** Start of STORED DATA **
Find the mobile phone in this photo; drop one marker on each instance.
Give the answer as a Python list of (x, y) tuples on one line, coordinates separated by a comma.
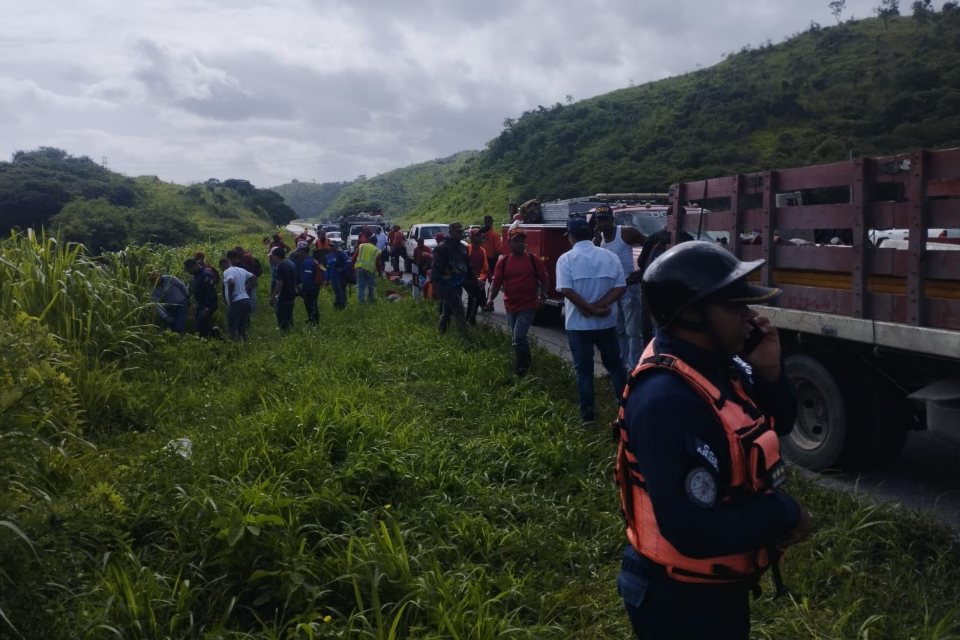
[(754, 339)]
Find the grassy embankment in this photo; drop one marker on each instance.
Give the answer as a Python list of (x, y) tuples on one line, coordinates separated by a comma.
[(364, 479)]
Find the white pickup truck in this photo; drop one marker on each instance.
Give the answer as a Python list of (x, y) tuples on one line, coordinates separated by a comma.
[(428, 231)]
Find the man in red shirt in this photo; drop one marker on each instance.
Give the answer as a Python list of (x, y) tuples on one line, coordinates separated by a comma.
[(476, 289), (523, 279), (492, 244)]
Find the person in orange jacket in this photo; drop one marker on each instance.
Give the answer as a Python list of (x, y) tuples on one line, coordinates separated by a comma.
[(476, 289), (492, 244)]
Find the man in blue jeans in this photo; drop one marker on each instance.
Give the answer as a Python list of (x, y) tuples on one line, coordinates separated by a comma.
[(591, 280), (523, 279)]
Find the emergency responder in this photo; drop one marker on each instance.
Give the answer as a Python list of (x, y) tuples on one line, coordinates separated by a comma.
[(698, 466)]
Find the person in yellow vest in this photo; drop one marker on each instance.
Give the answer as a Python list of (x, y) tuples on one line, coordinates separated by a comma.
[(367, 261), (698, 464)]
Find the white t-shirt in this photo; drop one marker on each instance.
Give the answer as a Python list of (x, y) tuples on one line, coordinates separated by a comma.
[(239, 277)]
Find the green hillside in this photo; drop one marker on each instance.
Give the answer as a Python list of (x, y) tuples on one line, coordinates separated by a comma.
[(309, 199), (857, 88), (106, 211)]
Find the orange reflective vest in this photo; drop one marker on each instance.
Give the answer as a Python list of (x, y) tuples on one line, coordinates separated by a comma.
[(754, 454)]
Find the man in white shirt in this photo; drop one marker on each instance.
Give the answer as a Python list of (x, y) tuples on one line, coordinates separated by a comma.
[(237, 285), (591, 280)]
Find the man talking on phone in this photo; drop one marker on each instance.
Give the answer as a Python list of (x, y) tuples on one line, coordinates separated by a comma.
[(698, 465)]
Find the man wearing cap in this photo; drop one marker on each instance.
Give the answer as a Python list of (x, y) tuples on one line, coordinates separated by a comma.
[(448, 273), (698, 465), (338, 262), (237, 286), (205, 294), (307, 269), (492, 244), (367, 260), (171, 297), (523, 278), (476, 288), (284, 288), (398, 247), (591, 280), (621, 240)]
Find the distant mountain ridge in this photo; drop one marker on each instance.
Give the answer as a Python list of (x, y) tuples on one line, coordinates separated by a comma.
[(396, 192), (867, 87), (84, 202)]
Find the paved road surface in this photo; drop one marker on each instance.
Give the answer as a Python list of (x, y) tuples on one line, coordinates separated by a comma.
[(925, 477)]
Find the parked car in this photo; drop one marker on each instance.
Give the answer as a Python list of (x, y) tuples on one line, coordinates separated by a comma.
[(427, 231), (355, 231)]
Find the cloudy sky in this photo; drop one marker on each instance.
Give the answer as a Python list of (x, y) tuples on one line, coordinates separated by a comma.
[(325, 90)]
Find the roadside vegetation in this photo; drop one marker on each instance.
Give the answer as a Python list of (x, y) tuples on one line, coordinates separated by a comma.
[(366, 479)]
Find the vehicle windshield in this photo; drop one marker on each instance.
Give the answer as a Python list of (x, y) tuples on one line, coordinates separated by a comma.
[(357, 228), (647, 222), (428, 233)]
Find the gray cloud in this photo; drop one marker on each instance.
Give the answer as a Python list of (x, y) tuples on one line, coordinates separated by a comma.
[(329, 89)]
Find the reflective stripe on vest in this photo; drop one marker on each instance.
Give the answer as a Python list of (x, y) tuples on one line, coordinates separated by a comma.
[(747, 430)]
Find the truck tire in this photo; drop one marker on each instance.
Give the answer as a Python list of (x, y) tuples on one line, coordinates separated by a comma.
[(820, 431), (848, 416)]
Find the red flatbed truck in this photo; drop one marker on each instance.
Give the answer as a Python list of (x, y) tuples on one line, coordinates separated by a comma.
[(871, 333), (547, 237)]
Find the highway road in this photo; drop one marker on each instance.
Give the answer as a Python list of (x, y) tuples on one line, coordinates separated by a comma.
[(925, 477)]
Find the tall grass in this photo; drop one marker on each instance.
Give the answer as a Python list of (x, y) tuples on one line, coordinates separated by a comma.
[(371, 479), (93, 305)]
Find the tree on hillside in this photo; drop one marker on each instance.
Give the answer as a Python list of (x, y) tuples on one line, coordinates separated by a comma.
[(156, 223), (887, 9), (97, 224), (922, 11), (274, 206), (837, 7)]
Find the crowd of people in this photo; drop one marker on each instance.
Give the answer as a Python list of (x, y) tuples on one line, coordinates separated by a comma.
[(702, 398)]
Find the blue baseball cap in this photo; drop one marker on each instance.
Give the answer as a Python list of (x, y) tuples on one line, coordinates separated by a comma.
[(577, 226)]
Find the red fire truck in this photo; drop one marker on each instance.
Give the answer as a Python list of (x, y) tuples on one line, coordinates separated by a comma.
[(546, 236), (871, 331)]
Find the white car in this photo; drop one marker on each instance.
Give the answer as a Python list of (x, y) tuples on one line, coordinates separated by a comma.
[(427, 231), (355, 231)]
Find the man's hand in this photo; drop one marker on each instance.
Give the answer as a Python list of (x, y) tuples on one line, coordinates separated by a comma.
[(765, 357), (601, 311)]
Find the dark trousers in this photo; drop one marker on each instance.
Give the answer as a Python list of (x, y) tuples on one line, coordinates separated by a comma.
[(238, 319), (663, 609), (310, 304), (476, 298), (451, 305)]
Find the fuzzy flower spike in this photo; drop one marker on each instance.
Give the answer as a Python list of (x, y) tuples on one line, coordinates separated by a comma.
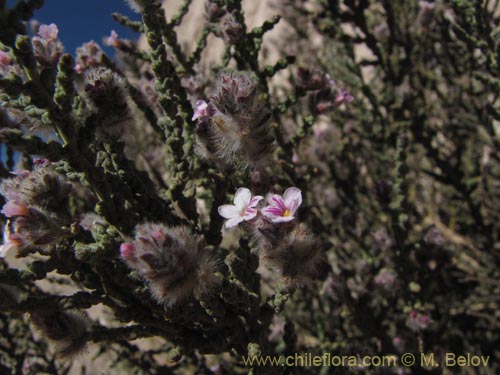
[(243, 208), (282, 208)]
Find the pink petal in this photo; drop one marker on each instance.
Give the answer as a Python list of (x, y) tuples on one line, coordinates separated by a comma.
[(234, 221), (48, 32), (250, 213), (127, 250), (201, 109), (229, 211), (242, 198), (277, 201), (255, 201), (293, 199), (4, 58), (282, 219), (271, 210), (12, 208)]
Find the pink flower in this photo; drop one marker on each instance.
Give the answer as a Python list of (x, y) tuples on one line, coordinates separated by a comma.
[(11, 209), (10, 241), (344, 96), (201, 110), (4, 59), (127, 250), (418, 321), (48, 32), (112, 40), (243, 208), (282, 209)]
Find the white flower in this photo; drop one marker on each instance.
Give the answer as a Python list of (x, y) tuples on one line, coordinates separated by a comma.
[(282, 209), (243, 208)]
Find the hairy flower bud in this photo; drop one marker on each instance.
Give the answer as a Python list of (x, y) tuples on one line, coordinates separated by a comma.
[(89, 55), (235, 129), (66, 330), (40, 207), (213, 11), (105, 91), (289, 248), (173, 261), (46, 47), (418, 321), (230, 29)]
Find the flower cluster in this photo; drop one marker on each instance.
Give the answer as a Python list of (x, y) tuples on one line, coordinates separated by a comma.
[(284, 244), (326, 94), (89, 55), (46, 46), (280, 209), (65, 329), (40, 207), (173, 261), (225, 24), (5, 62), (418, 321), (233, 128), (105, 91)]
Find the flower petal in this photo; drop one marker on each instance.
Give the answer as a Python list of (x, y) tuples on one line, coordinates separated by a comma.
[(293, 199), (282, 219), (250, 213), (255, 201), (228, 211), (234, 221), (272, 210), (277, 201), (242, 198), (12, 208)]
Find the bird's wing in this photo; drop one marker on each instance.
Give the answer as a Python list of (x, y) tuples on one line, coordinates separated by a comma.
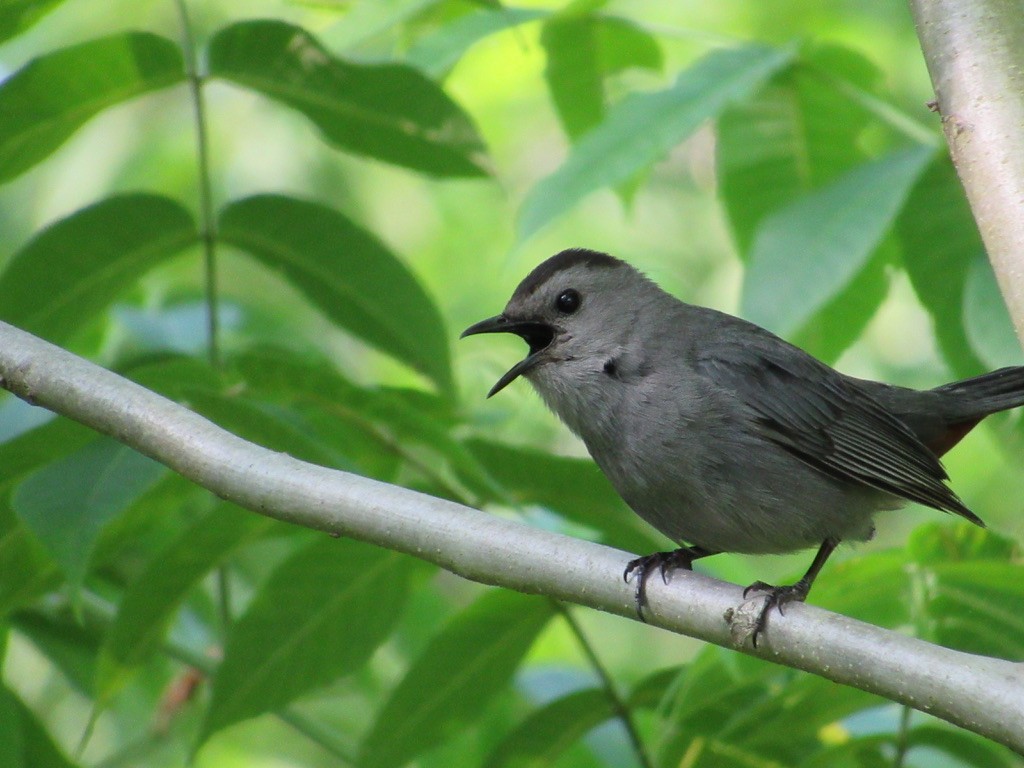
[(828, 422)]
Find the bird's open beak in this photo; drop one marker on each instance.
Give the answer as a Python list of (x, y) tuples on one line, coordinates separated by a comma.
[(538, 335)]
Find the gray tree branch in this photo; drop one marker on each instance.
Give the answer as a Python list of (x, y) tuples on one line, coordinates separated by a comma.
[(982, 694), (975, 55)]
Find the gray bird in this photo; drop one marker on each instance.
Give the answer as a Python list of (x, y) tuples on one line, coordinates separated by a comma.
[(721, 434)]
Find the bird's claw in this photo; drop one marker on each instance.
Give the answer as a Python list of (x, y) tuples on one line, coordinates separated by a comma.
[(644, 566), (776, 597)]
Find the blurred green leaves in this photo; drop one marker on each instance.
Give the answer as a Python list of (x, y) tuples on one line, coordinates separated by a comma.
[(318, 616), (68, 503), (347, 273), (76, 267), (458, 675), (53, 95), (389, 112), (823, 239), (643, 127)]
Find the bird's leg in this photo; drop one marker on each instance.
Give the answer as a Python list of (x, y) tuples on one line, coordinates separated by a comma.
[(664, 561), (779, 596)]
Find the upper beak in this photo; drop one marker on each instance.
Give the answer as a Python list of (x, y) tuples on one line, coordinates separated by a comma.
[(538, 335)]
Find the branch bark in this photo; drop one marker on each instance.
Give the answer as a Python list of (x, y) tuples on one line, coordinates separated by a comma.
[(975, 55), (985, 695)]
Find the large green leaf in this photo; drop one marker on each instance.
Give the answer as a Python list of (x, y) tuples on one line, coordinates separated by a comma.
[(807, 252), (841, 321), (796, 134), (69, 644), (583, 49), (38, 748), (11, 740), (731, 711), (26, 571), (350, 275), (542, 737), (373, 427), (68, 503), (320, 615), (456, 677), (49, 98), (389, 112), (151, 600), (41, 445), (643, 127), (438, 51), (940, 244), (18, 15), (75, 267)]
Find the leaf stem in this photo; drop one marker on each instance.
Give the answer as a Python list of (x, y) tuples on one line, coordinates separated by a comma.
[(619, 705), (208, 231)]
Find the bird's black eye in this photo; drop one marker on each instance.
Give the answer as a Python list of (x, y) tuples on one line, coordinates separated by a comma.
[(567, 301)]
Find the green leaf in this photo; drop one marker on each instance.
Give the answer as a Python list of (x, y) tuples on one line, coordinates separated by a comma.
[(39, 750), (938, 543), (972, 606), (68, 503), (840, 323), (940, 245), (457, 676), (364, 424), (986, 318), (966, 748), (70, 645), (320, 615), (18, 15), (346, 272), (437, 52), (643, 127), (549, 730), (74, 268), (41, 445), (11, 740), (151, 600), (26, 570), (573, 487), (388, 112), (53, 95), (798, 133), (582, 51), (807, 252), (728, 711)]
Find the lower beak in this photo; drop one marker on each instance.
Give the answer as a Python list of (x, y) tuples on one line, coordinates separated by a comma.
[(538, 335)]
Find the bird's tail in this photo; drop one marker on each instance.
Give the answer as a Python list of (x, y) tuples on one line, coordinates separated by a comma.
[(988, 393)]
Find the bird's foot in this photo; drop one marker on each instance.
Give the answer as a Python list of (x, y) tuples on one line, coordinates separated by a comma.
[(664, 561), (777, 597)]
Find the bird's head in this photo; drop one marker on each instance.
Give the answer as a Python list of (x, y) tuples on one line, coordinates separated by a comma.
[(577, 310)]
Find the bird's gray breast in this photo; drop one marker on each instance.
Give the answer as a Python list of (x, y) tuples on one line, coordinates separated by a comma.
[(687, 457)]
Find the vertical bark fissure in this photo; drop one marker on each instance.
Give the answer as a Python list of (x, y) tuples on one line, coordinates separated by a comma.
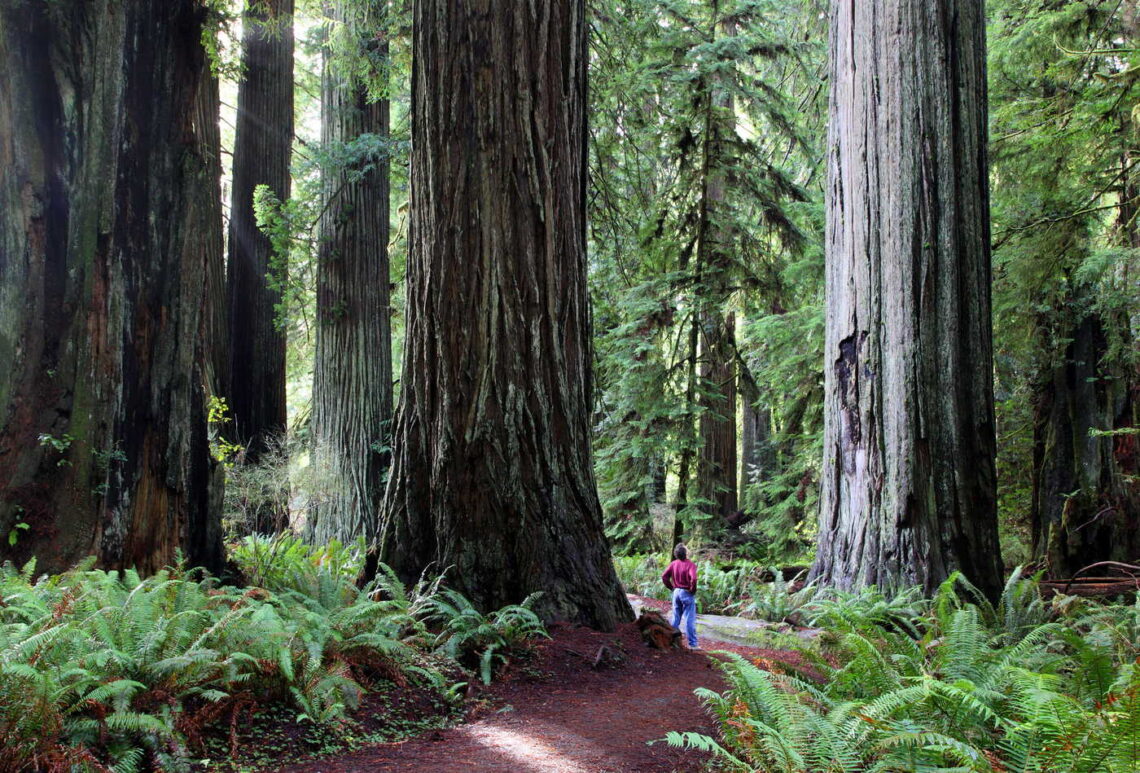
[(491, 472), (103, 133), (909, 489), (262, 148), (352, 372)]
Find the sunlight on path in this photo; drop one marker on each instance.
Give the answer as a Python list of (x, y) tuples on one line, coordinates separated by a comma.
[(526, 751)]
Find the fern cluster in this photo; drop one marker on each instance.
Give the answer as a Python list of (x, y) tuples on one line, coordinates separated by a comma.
** End of STORED DATA **
**EXERCISE OBJECTIVE**
Return the lines of the data verbatim, beginning at the line that contains "Find the green leaf" and stopping after the line that contains "[(988, 393)]".

**FULL RESPONSE**
Find the green leaf in this photo; drop one marker on each instance.
Give the answer as a Python list of (x, y) tuples on one line, coordinates separated by a comma.
[(39, 750), (938, 543), (972, 606), (68, 503), (840, 323), (940, 245), (457, 676), (364, 424), (986, 318), (966, 748), (70, 645), (320, 615), (18, 15), (346, 272), (437, 52), (643, 127), (549, 730), (74, 268), (41, 445), (11, 740), (151, 600), (26, 570), (573, 487), (388, 112), (53, 95), (798, 133), (582, 51), (807, 252), (728, 711)]
Find the lower beak in this photo; drop one marker on each instance.
Give the answer as a Python list of (x, y) tuples on one line, coordinates separated by a comma.
[(538, 335)]
Find the bird's tail in this photo; drop one marker on each instance.
Give the answer as a Python list of (x, y) tuples on one line, coordinates separated by a comma.
[(988, 393)]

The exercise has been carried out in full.